「大正から令和まで4つの時代を生きた瀬戸内寂聴さん(1922年5月15日生まれ、本名三谷晴美)が11月9日、心不全のため99歳で京都市内の病院で亡くなった」というニュースが11月11日、TVで報じられ、在りし日の映像が流された。その映像の中には数年前に体調をこわした際に、リハビリに取り組む姿も見られた。また、片方の視力を失い、92歳で胆のうがんの手術を受けても、正座して机に向かったとも報じられた。
11月12日の読売新聞の6面には、作家井上荒野さんの追悼文が掲載され、川端康成氏と共に、晴美さん時代の瀬戸内さん、円地文子さん等3人の女性が座卓を囲んで座っている写真も添えられていた。
井上荒野さんの父上は、やはり作家の井上光晴氏(1926.5.15-1992.5.30)である。この文章の冒頭で、荒野さんは瀬戸内さんが光晴氏の恋人であったと明かしている。
このことは、荒野さんの小説「あちらにいる鬼」のモチーフにもなっているというが、その小説の中で、「荒野さんの母親をモデルにした白木笙子が、寂聴さんをモデルにした長内寂光について『大らかで率直で、無邪気で軽妙なひとだ』『太陽みたいな人だ』『この世の女というものの豊かさが全部備わっている』と思う場面がある。」と紹介している。
いかにも瀬戸内さんのことらしいと思わせる形容の仕方であるが、さらに荒野さんが小説「あちらにいる鬼」を書くために光晴氏のことをインタビューしているとき、「『歴代の恋人の中で、父は何番目くらいですか』と聞いたら、『みーんな、つまらない男だったわ!』とこれも破顔された。」とも明かしている。

——————————

課題: 上の瀬戸内寂聴さんについての文章で、「「大正から令和まで」で始まる段落を、主な事実を残して箇条書きにまとめてください。

——————————

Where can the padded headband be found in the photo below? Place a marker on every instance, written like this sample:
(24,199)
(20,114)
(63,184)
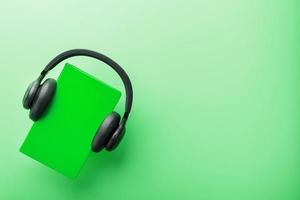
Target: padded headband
(84,52)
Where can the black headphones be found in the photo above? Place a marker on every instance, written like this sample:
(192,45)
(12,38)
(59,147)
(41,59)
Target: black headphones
(39,95)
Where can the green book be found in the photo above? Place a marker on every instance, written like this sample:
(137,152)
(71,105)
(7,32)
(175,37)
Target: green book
(62,138)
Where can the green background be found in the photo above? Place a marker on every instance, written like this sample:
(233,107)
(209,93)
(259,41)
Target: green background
(216,108)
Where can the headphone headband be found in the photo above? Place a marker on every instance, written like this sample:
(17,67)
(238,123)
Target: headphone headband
(85,52)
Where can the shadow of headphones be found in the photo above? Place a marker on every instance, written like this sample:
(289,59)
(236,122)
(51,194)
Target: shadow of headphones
(39,95)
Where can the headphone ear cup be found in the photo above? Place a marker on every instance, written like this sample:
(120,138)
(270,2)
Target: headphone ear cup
(105,131)
(42,99)
(116,138)
(30,94)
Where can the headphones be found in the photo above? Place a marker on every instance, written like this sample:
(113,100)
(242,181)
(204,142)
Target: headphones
(39,94)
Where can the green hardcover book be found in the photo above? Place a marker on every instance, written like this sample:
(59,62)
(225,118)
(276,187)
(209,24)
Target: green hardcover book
(62,138)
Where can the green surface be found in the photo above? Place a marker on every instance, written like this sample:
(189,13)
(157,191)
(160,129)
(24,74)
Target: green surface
(216,110)
(61,139)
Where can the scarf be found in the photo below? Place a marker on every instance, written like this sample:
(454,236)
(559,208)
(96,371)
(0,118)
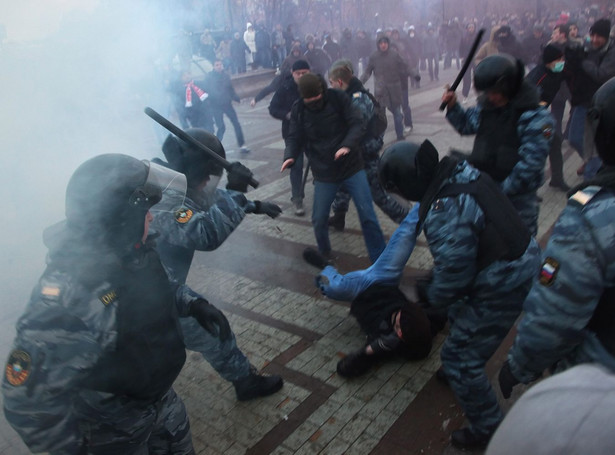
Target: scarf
(200,93)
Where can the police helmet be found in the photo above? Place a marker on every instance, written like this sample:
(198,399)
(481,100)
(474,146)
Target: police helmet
(107,198)
(407,168)
(601,116)
(500,73)
(193,162)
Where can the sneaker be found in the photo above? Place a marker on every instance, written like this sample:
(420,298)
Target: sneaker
(257,385)
(299,211)
(465,438)
(313,257)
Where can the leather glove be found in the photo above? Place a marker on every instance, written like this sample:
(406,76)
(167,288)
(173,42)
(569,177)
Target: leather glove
(238,177)
(354,364)
(210,318)
(267,208)
(507,380)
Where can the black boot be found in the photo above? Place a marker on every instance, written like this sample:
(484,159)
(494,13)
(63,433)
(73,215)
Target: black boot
(465,438)
(338,221)
(256,385)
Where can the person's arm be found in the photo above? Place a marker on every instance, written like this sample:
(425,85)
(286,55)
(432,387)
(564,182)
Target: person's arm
(562,300)
(53,351)
(451,232)
(387,269)
(535,130)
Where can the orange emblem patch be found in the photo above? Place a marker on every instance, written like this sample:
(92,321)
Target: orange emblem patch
(18,367)
(183,215)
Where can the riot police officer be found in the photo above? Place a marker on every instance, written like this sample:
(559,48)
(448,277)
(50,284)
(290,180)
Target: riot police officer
(513,132)
(202,221)
(569,314)
(99,346)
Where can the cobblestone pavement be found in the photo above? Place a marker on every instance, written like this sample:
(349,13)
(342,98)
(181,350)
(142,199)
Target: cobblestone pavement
(286,327)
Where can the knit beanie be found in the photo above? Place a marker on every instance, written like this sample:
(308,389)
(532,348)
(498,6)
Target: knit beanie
(300,65)
(551,53)
(310,86)
(602,27)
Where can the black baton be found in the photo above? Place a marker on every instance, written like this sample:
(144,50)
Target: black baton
(466,64)
(192,141)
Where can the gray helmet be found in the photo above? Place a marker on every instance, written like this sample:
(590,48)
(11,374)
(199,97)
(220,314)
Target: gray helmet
(107,199)
(601,116)
(194,163)
(407,168)
(500,73)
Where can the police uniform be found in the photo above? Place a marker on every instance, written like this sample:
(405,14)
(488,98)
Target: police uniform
(578,265)
(96,353)
(193,225)
(512,145)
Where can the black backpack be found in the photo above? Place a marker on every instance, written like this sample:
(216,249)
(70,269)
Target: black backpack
(377,125)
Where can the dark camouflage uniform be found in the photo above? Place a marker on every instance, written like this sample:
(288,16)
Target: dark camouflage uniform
(482,304)
(371,146)
(534,130)
(71,334)
(189,226)
(579,263)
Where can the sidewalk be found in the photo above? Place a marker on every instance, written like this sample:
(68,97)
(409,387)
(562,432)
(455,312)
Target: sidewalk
(285,326)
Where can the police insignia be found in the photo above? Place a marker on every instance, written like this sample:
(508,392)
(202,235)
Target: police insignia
(183,215)
(18,367)
(548,271)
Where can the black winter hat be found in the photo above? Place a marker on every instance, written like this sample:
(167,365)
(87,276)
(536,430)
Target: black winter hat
(602,27)
(300,65)
(310,86)
(551,53)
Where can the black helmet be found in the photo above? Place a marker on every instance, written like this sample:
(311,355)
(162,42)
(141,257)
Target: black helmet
(194,163)
(501,73)
(601,115)
(407,168)
(107,199)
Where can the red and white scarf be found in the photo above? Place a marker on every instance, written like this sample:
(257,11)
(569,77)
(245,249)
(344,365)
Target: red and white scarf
(200,93)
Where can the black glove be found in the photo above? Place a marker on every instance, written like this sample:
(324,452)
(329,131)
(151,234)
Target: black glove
(210,318)
(507,380)
(355,364)
(267,208)
(239,177)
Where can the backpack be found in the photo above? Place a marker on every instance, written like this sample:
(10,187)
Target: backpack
(377,125)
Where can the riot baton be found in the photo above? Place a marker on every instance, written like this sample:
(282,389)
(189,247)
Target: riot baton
(466,64)
(192,141)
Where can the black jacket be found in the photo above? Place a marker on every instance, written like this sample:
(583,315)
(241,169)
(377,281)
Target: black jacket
(323,132)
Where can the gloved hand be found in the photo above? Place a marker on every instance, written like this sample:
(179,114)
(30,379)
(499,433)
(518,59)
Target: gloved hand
(507,380)
(355,364)
(267,208)
(210,318)
(238,177)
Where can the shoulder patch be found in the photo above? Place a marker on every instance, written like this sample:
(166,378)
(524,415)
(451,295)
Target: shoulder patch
(581,197)
(18,367)
(108,297)
(548,271)
(182,216)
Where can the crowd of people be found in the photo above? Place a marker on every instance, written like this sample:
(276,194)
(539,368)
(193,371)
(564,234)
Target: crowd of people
(104,335)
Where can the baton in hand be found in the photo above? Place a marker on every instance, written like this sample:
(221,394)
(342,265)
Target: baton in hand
(192,141)
(466,64)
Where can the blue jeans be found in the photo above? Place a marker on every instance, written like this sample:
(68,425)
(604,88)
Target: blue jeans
(358,187)
(296,179)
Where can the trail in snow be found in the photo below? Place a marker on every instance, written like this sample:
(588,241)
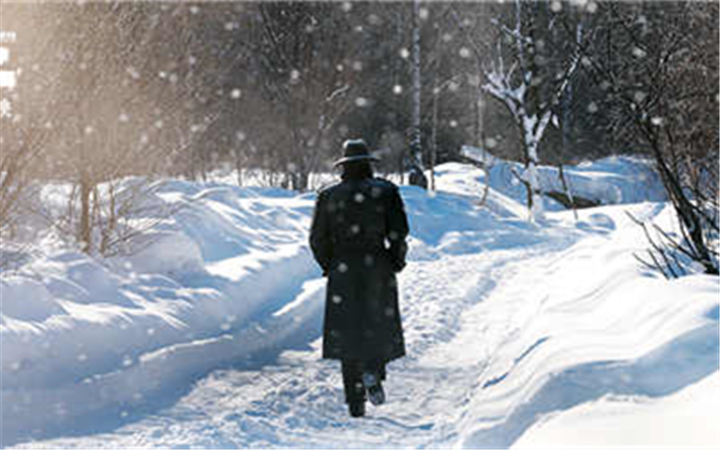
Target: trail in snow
(505,322)
(483,365)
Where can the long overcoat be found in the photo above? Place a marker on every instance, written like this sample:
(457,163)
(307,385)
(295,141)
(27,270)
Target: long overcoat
(358,237)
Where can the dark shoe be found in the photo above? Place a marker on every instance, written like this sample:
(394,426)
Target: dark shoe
(372,383)
(357,409)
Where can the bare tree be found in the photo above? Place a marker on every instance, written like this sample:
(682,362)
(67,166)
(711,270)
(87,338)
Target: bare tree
(528,70)
(662,90)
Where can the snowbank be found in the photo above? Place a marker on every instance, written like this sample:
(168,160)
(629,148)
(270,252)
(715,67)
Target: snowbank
(229,277)
(608,181)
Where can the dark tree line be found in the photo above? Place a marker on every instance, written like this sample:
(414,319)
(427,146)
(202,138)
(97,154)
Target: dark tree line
(116,89)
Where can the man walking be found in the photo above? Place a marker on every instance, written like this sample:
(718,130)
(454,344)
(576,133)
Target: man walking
(358,238)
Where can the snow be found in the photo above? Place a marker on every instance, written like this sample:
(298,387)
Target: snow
(519,333)
(688,418)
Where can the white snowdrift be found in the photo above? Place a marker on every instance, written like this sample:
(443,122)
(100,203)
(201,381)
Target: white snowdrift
(519,320)
(609,181)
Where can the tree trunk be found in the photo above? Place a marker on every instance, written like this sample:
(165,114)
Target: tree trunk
(417,177)
(85,231)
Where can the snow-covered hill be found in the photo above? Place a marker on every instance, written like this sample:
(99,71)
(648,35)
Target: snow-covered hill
(209,337)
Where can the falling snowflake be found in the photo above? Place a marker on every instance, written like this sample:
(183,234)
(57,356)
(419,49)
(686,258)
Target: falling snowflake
(5,108)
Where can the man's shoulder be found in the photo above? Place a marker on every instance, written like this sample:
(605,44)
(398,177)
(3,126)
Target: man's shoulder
(327,188)
(383,183)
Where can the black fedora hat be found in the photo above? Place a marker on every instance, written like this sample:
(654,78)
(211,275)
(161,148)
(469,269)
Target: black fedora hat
(355,150)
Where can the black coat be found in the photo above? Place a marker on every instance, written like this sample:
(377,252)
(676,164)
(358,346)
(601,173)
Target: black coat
(358,238)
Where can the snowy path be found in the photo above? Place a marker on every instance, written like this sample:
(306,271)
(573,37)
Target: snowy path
(297,401)
(482,366)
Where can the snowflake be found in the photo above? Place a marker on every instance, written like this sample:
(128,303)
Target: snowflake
(5,108)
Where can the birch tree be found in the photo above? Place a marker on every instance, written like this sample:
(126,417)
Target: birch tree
(528,72)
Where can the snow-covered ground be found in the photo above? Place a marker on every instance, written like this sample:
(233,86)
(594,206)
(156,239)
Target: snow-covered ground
(518,333)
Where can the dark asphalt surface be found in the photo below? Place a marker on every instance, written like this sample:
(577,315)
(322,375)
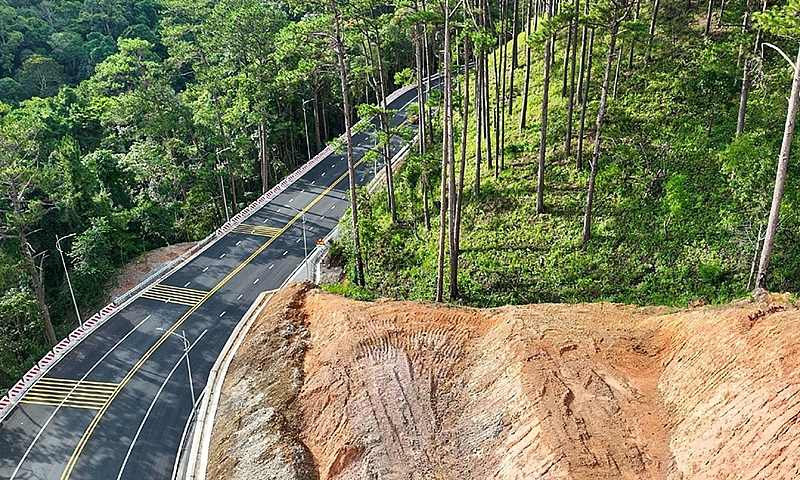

——————————

出力結果:
- 瀬戸内寂聴さん(1922年5月15日生まれ、本名三谷晴美)が11月9日、心不全のため99歳で京都市内の病院で亡くなったと、11月11日にテレビで報じられた。
- 在りし日の映像が流され、数年前に体調をこわした際にリハビリに取り組む姿も映っていた。
- 片方の視力を失い、92歳で胆のうがんの手術を受けても、正座して机に向かったと報じられた。